• Problem to solve
Among the lines below, list those containing the string "gripping".

• Data for the task
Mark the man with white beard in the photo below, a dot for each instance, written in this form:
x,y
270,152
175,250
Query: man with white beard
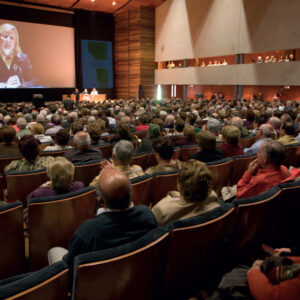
x,y
15,67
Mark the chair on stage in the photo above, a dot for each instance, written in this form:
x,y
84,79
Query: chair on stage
x,y
12,258
49,283
198,251
131,271
163,183
53,221
19,185
187,151
240,165
86,172
141,189
221,171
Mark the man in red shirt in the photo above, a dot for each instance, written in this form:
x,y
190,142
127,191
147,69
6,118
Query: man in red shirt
x,y
265,171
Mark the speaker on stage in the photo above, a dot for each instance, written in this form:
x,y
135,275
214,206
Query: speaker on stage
x,y
38,100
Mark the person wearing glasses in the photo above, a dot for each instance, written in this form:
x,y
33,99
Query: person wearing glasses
x,y
15,66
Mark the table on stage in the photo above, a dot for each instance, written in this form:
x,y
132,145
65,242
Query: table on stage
x,y
92,98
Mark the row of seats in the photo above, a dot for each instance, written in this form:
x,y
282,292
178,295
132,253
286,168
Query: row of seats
x,y
172,262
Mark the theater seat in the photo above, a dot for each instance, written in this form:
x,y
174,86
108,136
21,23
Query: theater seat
x,y
12,258
141,189
197,251
131,271
19,185
53,221
49,283
163,183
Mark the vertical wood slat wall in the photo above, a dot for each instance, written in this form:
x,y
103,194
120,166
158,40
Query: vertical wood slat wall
x,y
134,52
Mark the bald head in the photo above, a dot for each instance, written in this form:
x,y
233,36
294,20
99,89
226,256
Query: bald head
x,y
115,189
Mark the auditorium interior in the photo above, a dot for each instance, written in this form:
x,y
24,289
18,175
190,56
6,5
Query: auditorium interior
x,y
175,124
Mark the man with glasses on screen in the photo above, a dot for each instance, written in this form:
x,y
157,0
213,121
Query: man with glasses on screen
x,y
15,67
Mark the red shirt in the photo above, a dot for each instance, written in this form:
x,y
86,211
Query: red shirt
x,y
141,127
252,185
262,289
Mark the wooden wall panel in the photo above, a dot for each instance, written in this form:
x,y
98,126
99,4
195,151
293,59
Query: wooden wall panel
x,y
134,52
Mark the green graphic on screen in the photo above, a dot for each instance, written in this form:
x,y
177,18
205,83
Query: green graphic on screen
x,y
97,66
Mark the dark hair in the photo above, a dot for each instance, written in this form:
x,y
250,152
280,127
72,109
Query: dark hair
x,y
29,147
289,127
8,134
275,152
62,137
163,146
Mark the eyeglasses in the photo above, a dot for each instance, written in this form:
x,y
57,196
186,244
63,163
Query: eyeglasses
x,y
8,37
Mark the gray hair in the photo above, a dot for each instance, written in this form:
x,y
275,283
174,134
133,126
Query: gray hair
x,y
21,123
213,125
82,139
237,121
123,151
275,122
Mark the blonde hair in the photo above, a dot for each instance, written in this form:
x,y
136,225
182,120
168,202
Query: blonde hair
x,y
61,173
194,181
9,27
37,128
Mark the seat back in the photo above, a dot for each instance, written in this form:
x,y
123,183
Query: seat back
x,y
221,171
247,142
197,251
292,155
187,151
5,160
131,271
19,185
240,165
252,221
141,190
86,172
53,221
48,283
12,258
106,150
163,183
140,159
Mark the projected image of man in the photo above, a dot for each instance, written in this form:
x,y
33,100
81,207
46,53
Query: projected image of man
x,y
15,66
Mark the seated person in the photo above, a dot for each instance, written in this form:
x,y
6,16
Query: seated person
x,y
29,147
37,130
265,171
118,223
153,132
287,133
61,139
163,151
61,174
206,141
122,133
94,130
121,158
188,137
195,196
8,147
230,141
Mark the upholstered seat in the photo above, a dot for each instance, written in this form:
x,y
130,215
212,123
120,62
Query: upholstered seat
x,y
197,251
53,221
12,258
48,283
131,271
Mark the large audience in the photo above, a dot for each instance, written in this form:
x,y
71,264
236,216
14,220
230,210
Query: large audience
x,y
215,126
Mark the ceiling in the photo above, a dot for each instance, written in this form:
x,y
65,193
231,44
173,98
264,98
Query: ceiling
x,y
97,5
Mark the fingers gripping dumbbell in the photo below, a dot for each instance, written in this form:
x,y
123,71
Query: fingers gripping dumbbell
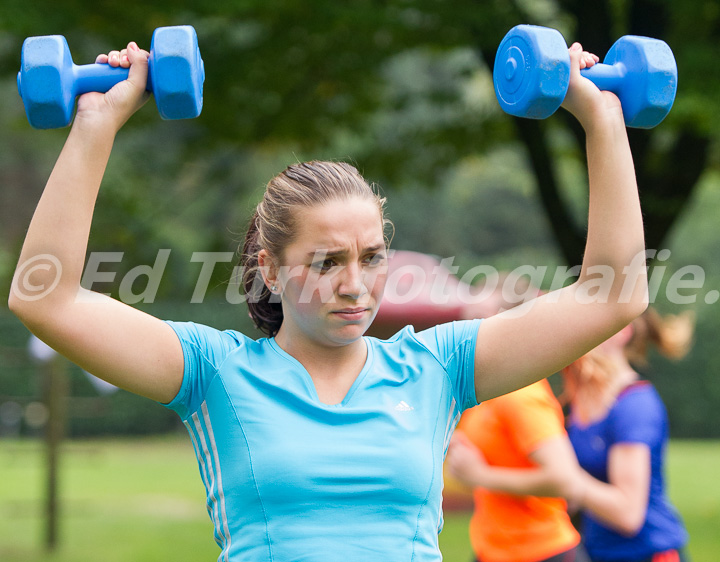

• Answer to this problem
Mark the fingers gripping dumbbell in the photo below, a dot for each instance, written in this form:
Query: fingers gripping dumbbell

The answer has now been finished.